-- Begin --

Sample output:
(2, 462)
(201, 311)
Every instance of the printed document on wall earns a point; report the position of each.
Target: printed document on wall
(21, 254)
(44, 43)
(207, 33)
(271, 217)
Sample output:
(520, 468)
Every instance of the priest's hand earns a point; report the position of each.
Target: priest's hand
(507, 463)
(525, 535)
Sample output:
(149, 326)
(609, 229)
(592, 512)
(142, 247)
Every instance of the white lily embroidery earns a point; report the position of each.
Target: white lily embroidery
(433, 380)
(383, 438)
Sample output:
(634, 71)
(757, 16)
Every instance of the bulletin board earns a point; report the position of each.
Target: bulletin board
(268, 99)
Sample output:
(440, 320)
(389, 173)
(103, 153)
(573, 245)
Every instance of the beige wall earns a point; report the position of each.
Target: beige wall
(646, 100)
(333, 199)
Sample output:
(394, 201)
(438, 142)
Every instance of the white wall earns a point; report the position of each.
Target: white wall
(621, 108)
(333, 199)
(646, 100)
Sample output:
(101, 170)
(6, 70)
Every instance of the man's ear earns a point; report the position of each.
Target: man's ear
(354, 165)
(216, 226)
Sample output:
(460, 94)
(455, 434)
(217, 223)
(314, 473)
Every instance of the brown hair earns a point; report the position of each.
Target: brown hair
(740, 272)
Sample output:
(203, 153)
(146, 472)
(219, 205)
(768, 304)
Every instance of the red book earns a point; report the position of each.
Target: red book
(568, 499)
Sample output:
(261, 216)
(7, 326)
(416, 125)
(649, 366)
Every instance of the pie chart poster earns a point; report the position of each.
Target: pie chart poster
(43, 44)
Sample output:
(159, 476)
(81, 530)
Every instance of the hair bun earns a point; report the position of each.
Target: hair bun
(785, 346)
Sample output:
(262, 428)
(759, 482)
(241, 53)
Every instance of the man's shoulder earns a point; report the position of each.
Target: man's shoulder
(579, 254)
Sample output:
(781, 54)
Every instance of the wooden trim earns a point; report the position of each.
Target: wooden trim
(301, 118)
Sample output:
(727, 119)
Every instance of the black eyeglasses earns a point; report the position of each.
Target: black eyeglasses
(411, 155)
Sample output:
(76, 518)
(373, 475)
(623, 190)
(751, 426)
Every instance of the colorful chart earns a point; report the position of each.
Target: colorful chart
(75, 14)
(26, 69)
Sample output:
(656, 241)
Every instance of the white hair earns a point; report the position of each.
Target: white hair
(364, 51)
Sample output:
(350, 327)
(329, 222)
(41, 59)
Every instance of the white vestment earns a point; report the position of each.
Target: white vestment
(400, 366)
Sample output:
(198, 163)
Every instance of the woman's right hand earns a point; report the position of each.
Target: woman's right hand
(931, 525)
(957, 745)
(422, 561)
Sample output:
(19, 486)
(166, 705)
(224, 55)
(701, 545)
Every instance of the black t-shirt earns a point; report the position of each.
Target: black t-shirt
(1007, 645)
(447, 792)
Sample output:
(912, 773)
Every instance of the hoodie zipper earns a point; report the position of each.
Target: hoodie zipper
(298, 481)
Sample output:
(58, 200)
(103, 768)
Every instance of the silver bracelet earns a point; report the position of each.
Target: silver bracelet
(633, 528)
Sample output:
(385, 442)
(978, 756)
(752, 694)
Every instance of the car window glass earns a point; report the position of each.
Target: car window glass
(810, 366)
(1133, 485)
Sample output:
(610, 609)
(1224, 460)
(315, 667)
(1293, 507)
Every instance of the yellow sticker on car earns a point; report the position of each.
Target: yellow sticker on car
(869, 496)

-- End --

-- WRITTEN TASK --
Repeat the whole listing exactly, keeping every line intact.

-- WRITTEN ANSWER --
Sample output:
(2, 462)
(201, 311)
Every instance of the printed document on wall earns a point; report the position of each.
Target: printed document on wall
(21, 254)
(44, 43)
(207, 33)
(271, 217)
Sample output:
(520, 468)
Every instance of the priest's hand earns a point; report the position of each.
Target: priest's hand
(507, 463)
(525, 535)
Sample output:
(149, 326)
(609, 229)
(592, 512)
(142, 247)
Every instance of the white lily embroidery earns a point; report the position of each.
Target: white lily embroidery
(433, 380)
(383, 438)
Sample output:
(634, 71)
(757, 16)
Every instance of the bulletin board earns a point; report the position of each.
Target: bulletin board
(268, 99)
Sample output:
(440, 320)
(389, 173)
(103, 153)
(573, 245)
Every instance of the beige wall earns a point; report the position of each.
Target: beige wall
(646, 100)
(333, 199)
Sample output:
(394, 201)
(438, 142)
Every instance of the white wall earns a point; report the position of each.
Target: white wall
(621, 108)
(333, 199)
(646, 100)
Sample output:
(101, 170)
(6, 70)
Every instance of the man's ear earns a point; report the position of each.
Target: man's ear
(354, 165)
(216, 226)
Sample output:
(460, 94)
(455, 434)
(217, 223)
(314, 473)
Every instance of the brown hair earns a point; report the position of each.
Target: brown hair
(740, 272)
Sample output:
(203, 153)
(146, 472)
(219, 205)
(768, 304)
Every instance of the red book earns a point; report the position of each.
Target: red book
(568, 499)
Sample output:
(261, 216)
(7, 326)
(416, 125)
(649, 366)
Every instance of the pie chart poster earns a point; report the position of each.
Target: pie chart poster
(43, 44)
Sample output:
(159, 476)
(81, 530)
Every instance of the hair bun earns a point; report the position of each.
Target: hair bun
(785, 346)
Sample output:
(262, 428)
(759, 482)
(241, 53)
Every instance of the man's shoulder earns a point; report the position of each.
Target: man's shoulder
(579, 254)
Sample output:
(781, 54)
Every instance of the wooden trim earns a point; report the position of each.
Target: wooden trim
(301, 118)
Sample output:
(727, 119)
Every instance of the black eyeglasses earns a point; report the position of each.
Target: black eyeglasses
(411, 155)
Sample output:
(76, 518)
(373, 475)
(623, 190)
(751, 426)
Every instance of the colorful chart earns a point; report the position of each.
Target: colorful chart
(75, 14)
(26, 69)
Sample output:
(656, 241)
Every instance of the white hair earns a point; report the position of each.
Target: white hair
(364, 51)
Sample output:
(350, 327)
(329, 222)
(41, 59)
Every instance of the white vestment earns a point; report the position of each.
Target: white vestment
(400, 366)
Sample output:
(198, 163)
Every instance of the woman's right hand earns a point; report the position of each.
Target: woman's right hand
(931, 525)
(957, 745)
(422, 561)
Sample output:
(19, 486)
(166, 705)
(224, 55)
(701, 545)
Every instance of the black t-shirt earns a point; report the position of each.
Target: black t-shirt
(1007, 645)
(447, 792)
Sample output:
(912, 773)
Every instance of the hoodie zipper earns a point; report the position of each.
Target: hoodie zipper
(298, 481)
Sample output:
(58, 200)
(103, 768)
Every instance of the silver bracelet earns a point; report the position of each.
Target: silver bracelet
(633, 528)
Sample output:
(385, 442)
(978, 756)
(752, 694)
Every instance of the car window glass earns a point; report the position of each.
Target: car window glass
(810, 366)
(1133, 485)
Sample output:
(610, 609)
(1224, 460)
(315, 667)
(1293, 507)
Every instance of the yellow sticker on car earns a point; report the position of each.
Target: yellow sticker on car
(869, 496)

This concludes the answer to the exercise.